#### Exercise text ####

What to Read During Israel’s Book Week, From Nevo to Rachel Goldberg-Polin
A roundup of recommended books for Israel’s Book Week highlights new fiction, translations, and memoir. The list includes Ashkel Navo’s new novel “The Longest Night” from Kinneret Zmora, in which several Israelis try to get home by air, sea, and land over one disrupted night: a singer whose performance is canceled, a reserve medic whose flight to Israel is diverted to Cyprus, and a top lawyer locked out of his apartment who meets a woman who sends him on a journey. They wait for morning, searching for a sense of home, while brief moments of light and meaning break through.
Guy Ad is also singled out for her novel “Between the Second and the Third” (Ivrit). The book follows Alpha, a woman raised without a father in an isolated house in a remote settlement, in a symbiotic relationship with her mother, and her partner, an shuttle driver who lives on his bus. They have a child, and Ad uses a distinctive voice and imagery to portray deep relationships and unconventional lives.
The translation section recommends a new Hebrew edition of J. D. Salinger’s “Nine Stories” from Yotam Ben-Shalom, published by Am Oved. The 1953 collection is described as a major work of modern literature, featuring the Glass family and famous stories such as “A Perfect Day for Bananafish” and “For Esmé, with Love and Squalor.” The roundup notes that war is always somewhere in the background.
Other picks include Primo Levi’s “Natural Histories” from HaSifriya HaChadasha, a selection of playful speculative stories about chemistry, biology, and fictional technology, and Raymond Chandler’s “The High Window” from Keter, a classic Philip Marlowe detective novel about a missing rare old coin, hidden truths, and bodies. The non-fiction selection is Rachel Goldberg-Polin’s “As We See You Again” (Kinneret Zmora), written after her son Hersh Goldberg-Polin was murdered in Hamas captivity in Gaza. The children’s recommendation is “The Academy” by T. Z. Layton (Matar), about a gifted young footballer with a pet lizard named Messi who is invited to try out for the London Dragons youth team.

####

* Activities *
A) From the Book Week roundup, reproduce the stretch from "What to Read" through "meaning break through." word for word.
B) According to the Book Week roundup, what is the name of the young footballer's pet lizard in "The Academy"?

#### Given entries ####

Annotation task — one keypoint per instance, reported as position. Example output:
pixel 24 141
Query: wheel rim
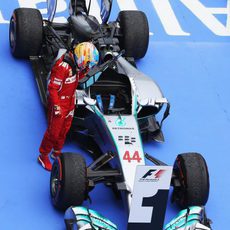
pixel 55 181
pixel 12 33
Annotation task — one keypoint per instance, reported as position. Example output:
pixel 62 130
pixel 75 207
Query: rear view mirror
pixel 106 6
pixel 51 9
pixel 89 101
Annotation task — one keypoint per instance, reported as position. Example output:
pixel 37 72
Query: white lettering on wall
pixel 163 8
pixel 61 7
pixel 168 18
pixel 205 15
pixel 127 5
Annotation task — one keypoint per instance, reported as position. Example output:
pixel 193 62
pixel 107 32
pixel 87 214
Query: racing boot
pixel 55 154
pixel 44 161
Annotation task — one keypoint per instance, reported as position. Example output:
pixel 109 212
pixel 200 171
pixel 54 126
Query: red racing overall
pixel 61 95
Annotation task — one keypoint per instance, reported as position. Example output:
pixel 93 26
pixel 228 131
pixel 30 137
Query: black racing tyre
pixel 192 172
pixel 135 33
pixel 25 32
pixel 68 181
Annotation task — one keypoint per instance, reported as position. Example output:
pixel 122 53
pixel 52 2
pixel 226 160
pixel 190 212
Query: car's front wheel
pixel 192 172
pixel 25 32
pixel 68 181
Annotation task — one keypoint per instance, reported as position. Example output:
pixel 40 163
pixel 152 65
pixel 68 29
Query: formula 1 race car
pixel 116 105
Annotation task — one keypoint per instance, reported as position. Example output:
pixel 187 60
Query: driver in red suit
pixel 62 97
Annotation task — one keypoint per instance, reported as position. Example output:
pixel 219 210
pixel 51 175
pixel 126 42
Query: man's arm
pixel 57 77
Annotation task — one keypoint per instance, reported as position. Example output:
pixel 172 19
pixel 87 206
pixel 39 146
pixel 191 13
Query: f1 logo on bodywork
pixel 153 174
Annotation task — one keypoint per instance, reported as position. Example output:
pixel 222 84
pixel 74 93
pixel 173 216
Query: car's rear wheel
pixel 68 181
pixel 25 32
pixel 192 172
pixel 135 33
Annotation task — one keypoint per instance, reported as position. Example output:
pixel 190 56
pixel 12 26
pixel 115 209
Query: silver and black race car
pixel 116 105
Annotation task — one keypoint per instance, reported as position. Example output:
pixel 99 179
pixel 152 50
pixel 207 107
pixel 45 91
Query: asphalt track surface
pixel 193 72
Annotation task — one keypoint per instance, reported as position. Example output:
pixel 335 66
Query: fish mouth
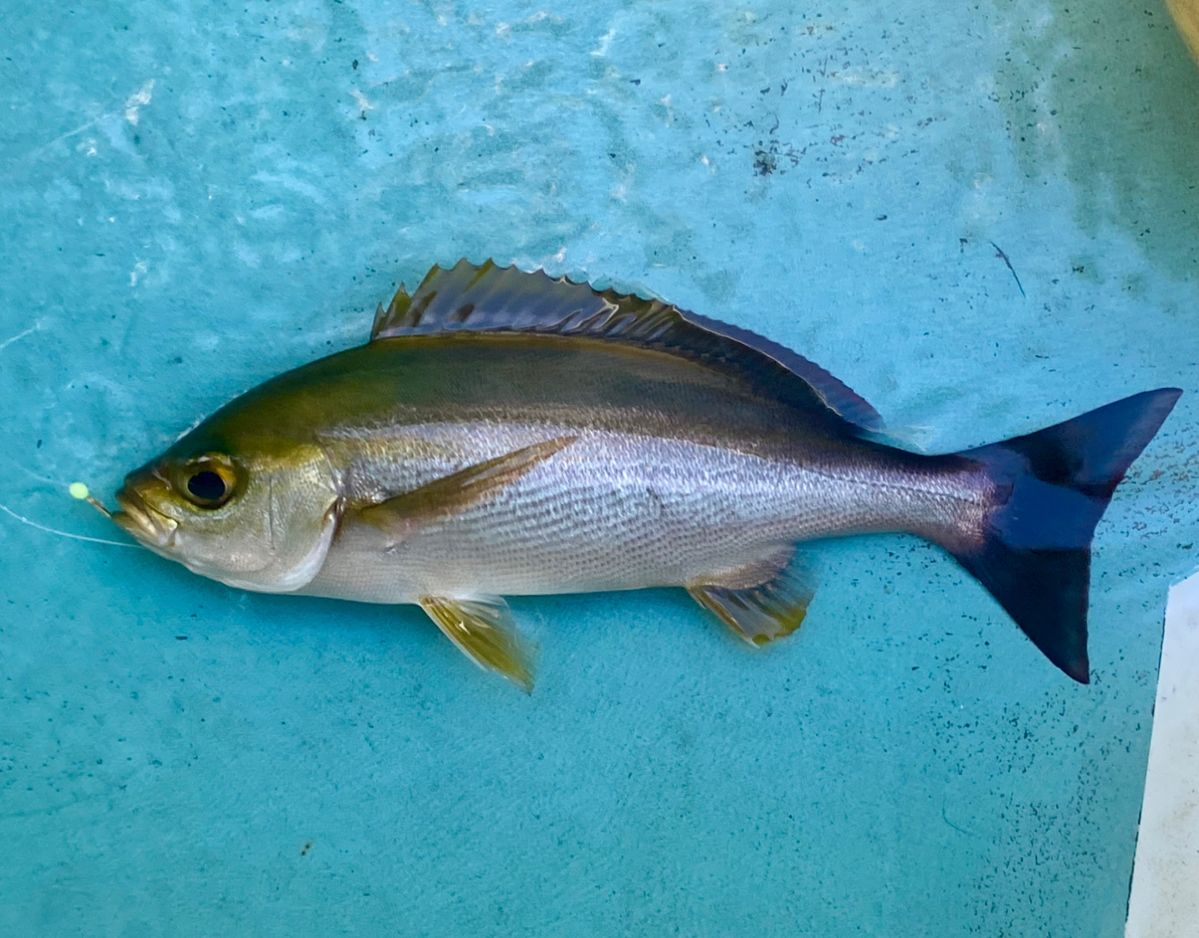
pixel 143 522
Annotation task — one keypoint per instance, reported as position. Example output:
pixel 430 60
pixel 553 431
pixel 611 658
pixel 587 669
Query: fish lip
pixel 144 522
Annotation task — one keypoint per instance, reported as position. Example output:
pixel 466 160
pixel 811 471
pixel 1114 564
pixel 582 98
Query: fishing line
pixel 31 523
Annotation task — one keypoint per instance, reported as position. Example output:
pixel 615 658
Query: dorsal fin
pixel 490 299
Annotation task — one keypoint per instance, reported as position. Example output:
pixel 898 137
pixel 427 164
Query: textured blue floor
pixel 194 197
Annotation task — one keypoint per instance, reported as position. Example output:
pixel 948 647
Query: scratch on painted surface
pixel 134 102
pixel 19 336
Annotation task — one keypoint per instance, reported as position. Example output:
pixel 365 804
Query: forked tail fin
pixel 1053 486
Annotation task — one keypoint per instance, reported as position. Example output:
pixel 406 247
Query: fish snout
pixel 137 513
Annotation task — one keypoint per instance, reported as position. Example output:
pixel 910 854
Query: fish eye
pixel 208 482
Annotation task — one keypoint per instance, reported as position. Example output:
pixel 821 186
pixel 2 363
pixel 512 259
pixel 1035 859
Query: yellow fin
pixel 483 629
pixel 759 602
pixel 453 493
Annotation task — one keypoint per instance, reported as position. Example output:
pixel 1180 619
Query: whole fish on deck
pixel 504 433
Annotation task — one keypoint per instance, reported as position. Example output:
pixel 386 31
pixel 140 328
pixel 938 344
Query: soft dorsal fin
pixel 492 299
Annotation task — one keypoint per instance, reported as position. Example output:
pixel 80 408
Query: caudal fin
pixel 1053 486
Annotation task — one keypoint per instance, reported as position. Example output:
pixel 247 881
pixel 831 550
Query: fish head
pixel 249 510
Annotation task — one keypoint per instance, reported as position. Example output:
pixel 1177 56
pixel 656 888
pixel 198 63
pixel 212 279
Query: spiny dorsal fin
pixel 492 299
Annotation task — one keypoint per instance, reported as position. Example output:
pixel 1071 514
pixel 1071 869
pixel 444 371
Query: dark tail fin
pixel 1054 486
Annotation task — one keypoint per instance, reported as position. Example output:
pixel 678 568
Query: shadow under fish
pixel 505 433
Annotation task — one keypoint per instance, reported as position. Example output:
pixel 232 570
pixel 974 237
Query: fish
pixel 506 433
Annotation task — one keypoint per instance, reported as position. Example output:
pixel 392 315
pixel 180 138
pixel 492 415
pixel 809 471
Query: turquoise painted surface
pixel 197 197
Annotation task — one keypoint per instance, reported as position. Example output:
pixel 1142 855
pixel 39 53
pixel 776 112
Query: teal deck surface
pixel 194 197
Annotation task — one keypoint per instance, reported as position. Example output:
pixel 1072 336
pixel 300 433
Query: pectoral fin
pixel 759 602
pixel 453 493
pixel 483 629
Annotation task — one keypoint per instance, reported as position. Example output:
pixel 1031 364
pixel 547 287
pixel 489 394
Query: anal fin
pixel 484 631
pixel 759 602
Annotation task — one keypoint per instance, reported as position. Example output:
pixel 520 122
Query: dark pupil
pixel 206 486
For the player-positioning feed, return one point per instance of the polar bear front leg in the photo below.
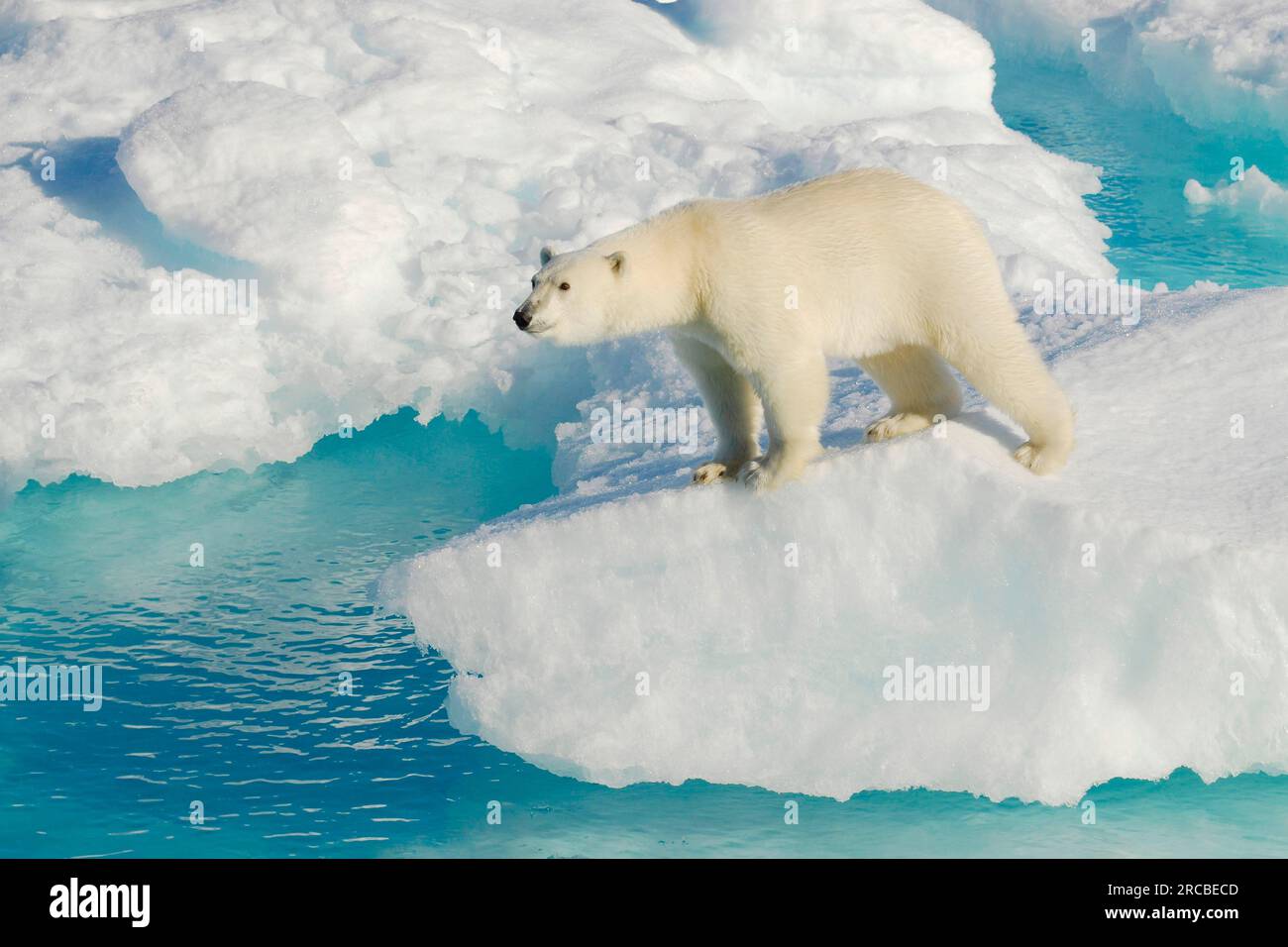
(795, 395)
(730, 403)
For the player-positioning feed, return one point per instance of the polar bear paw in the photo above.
(756, 476)
(712, 472)
(1041, 460)
(897, 424)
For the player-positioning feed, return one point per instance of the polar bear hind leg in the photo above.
(918, 385)
(995, 355)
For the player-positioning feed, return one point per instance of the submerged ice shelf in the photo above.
(1132, 613)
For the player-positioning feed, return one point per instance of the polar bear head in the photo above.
(575, 296)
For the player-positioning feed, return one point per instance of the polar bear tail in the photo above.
(996, 356)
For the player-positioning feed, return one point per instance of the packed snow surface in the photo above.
(386, 172)
(1131, 613)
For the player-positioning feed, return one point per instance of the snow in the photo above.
(386, 171)
(472, 136)
(1111, 605)
(1253, 193)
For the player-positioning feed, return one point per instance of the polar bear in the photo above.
(756, 294)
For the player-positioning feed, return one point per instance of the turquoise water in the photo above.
(223, 681)
(1146, 158)
(222, 688)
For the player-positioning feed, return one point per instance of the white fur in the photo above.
(883, 269)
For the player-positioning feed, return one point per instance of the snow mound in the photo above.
(386, 174)
(1131, 616)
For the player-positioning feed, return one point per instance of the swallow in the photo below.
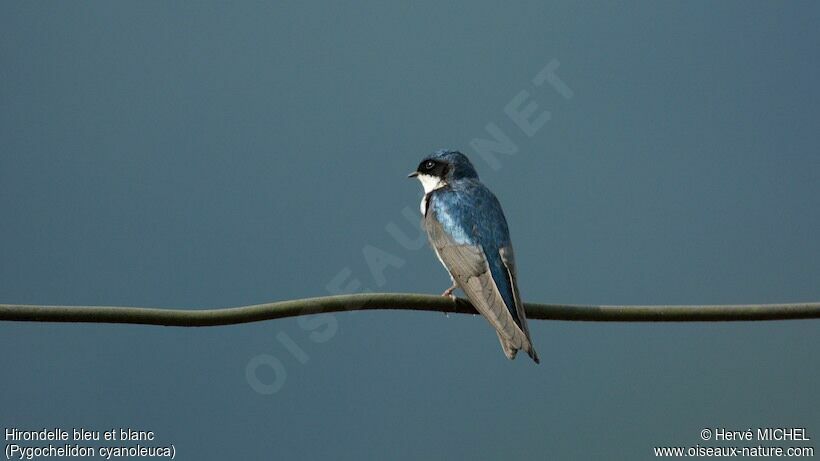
(468, 231)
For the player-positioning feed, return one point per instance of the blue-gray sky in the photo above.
(211, 154)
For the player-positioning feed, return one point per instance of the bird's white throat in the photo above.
(431, 183)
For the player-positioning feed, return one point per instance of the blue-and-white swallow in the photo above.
(468, 231)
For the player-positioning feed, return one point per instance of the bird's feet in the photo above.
(449, 292)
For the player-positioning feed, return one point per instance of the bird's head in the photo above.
(443, 167)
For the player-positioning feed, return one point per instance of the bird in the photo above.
(468, 231)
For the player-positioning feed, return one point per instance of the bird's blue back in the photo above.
(472, 215)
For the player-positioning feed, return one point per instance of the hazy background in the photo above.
(212, 154)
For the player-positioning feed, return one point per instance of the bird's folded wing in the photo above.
(468, 266)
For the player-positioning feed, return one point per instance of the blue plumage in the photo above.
(472, 215)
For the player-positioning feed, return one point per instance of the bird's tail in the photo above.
(510, 349)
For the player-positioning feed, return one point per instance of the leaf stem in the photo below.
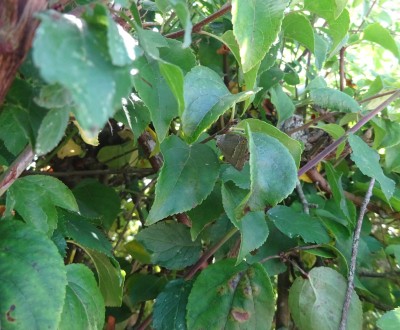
(328, 150)
(354, 252)
(197, 27)
(193, 270)
(16, 168)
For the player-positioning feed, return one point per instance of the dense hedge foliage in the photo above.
(199, 164)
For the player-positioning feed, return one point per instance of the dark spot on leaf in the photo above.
(221, 290)
(240, 315)
(9, 318)
(233, 282)
(247, 291)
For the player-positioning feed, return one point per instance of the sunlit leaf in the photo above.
(273, 171)
(367, 160)
(297, 26)
(186, 178)
(110, 278)
(35, 198)
(256, 25)
(208, 211)
(31, 271)
(206, 98)
(252, 226)
(170, 245)
(293, 224)
(84, 233)
(170, 306)
(241, 296)
(316, 303)
(182, 11)
(154, 90)
(67, 48)
(84, 305)
(333, 99)
(283, 103)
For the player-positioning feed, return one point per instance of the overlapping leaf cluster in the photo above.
(158, 104)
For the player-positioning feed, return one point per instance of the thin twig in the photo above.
(332, 147)
(15, 169)
(193, 270)
(302, 197)
(342, 77)
(140, 171)
(376, 96)
(197, 27)
(365, 17)
(354, 252)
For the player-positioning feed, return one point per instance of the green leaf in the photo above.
(367, 160)
(320, 51)
(154, 90)
(53, 97)
(208, 211)
(273, 171)
(206, 99)
(316, 303)
(96, 200)
(283, 103)
(120, 155)
(175, 54)
(67, 48)
(333, 99)
(186, 178)
(249, 77)
(241, 298)
(31, 271)
(297, 26)
(142, 287)
(328, 9)
(138, 252)
(84, 305)
(122, 47)
(182, 11)
(252, 226)
(390, 320)
(51, 130)
(134, 114)
(151, 41)
(170, 245)
(35, 198)
(110, 278)
(395, 250)
(270, 78)
(292, 223)
(392, 159)
(381, 36)
(84, 233)
(13, 130)
(176, 61)
(335, 183)
(338, 29)
(239, 178)
(170, 306)
(256, 25)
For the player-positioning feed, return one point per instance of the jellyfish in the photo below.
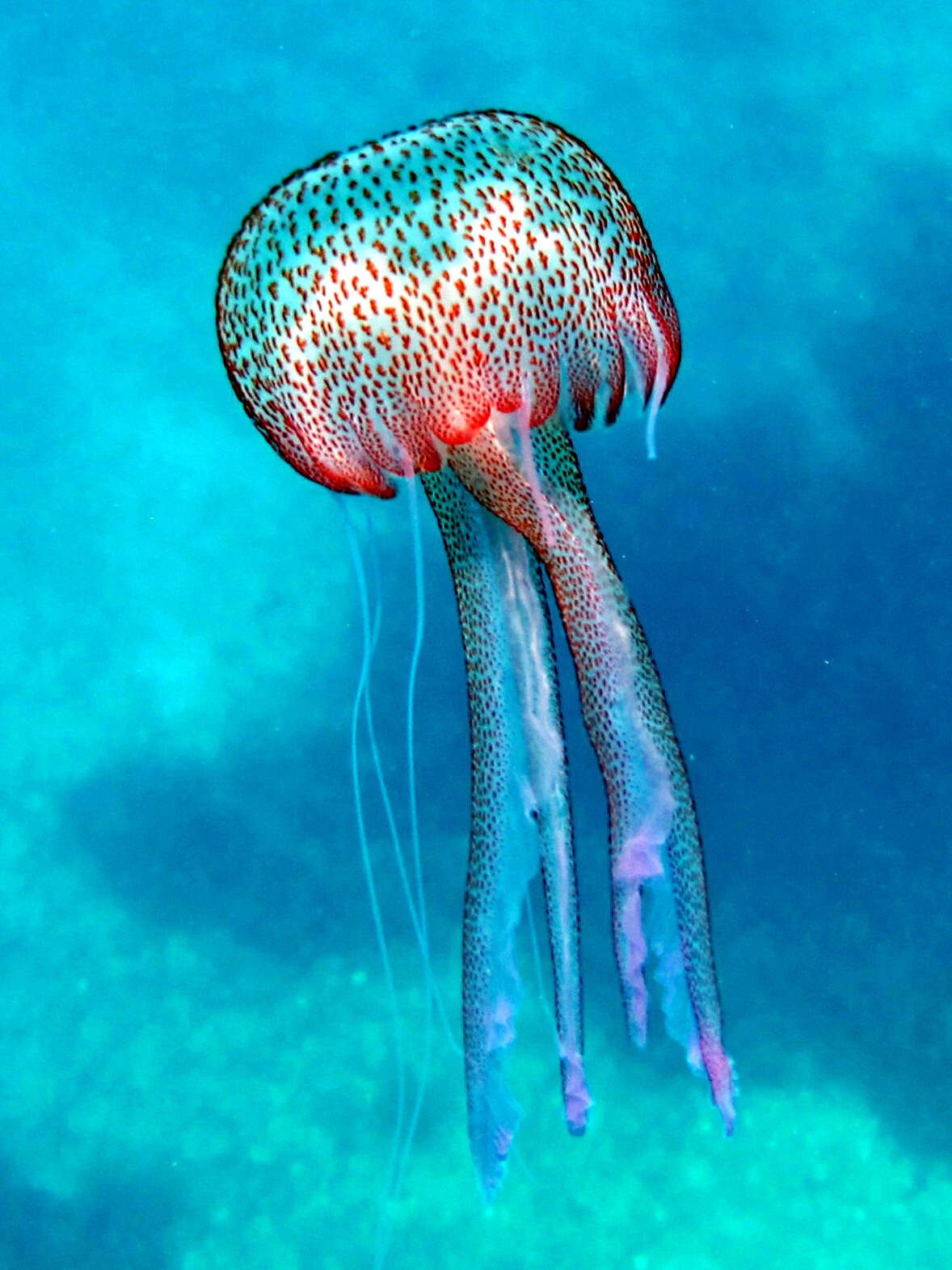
(451, 304)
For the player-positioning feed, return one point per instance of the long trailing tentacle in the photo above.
(655, 843)
(520, 814)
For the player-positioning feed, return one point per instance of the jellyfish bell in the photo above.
(451, 302)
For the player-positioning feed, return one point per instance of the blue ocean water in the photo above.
(196, 1049)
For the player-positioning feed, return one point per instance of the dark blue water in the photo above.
(197, 1065)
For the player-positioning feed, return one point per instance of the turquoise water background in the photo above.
(196, 1052)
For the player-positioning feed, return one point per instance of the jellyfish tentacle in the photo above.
(520, 814)
(659, 894)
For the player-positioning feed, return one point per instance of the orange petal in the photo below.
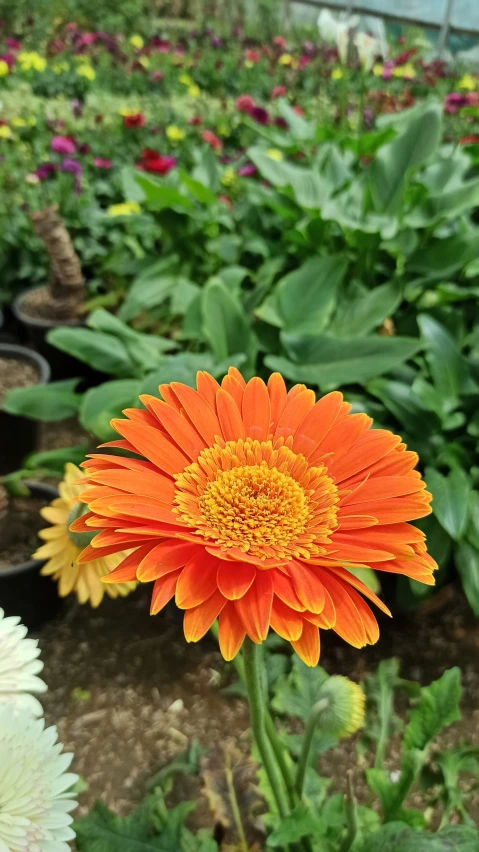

####

* Task-by-task answers *
A)
What to Read During Israel’s Book Week, From Nevo to Rachel Goldberg-Polin
A roundup of recommended books for Israel’s Book Week highlights new fiction, translations, and memoir. The list includes Ashkel Navo’s new novel “The Longest Night” from Kinneret Zmora, in which several Israelis try to get home by air, sea, and land over one disrupted night: a singer whose performance is canceled, a reserve medic whose flight to Israel is diverted to Cyprus, and a top lawyer locked out of his apartment who meets a woman who sends him on a journey. They wait for morning, searching for a sense of home, while brief moments of light and meaning break through.

B) Messi